● EXTRACTED TEXT
>>>
Tuesday, December 23, 2014

A Kinematic Chain is You

Ignore the caboodle. 
First, if you don't like the deep end of technique discussion - stop here. This one is going deep. I am shooting to keep it readable, but this is stuff that I've talked about with a number of folks over a few different places and I wanted to get this out there.

A kinematic chain is something that gets talked about quite a bit in sports like tennis and ball-golf, where quite frankly there's big money and coaches who put their lives into improving the form of the best players in the world.

A kinematic chain is simply put - rigid bodies connected by joints. We could get very technical here, but I want this to be readable - so I'm going to try to keep this friendly enough that I could understand it (which is to say that a dim witted caveman could understand it).

The degrees of freedom (mobility) of the chain impose constraints on the system. The easy way to think of that, is that our joints (knees, hips, shoulders, elbows) all have a certain amount of flexibility and that effects how we throw a disc. We can bend to a point, then we have to stop because it doesn't bend anymore!

The first thing that is important to cover is how our body (our kinematic chain) is connected to the ground. Pushing off the ground is the first element of any motion. If you were standing on a slick ice rink, it would be nearly impossible to drive a disc in any powerful way. We're typically connected via a better surface than ice, so we have to take advantage of that by being smart.

The way the feet connect to the ground is critical for two reasons: first, because it's going to drive the force of your shot and second, it's going to transfer the force through your knee, starting the chain reaction of force. If you are setting your feet on the ground in a bad way - you might be able to get good force, but you can't transfer any of it into your knee! You may be able to put all the force into the knee, but not be able to generate enough force to be useful. You can see, it's gotta happen right!
<<<
● DATA
>>>
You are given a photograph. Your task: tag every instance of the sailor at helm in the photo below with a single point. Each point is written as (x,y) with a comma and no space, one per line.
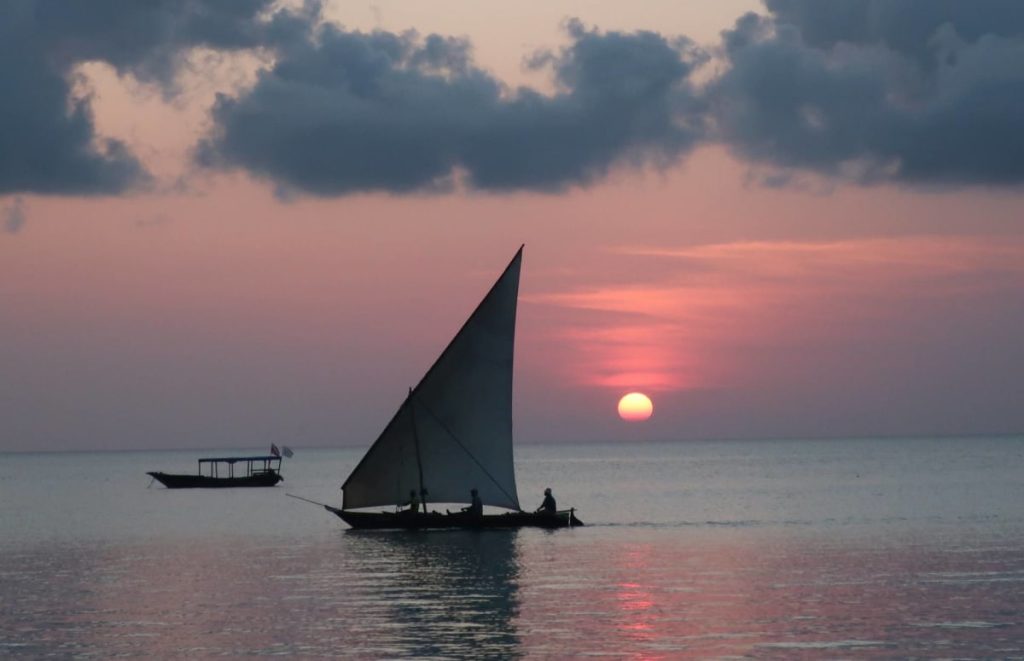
(475,504)
(548,507)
<<<
Write out everything in the kinematic chain post from "First, if you" down to "in the world.", changing "coaches" to "trainers".

● FULL SOLUTION
First, if you don't like the deep end of technique discussion - stop here. This one is going deep. I am shooting to keep it readable, but this is stuff that I've talked about with a number of folks over a few different places and I wanted to get this out there.

A kinematic chain is something that gets talked about quite a bit in sports like tennis and ball-golf, where quite frankly there's big money and trainers who put their lives into improving the form of the best players in the world.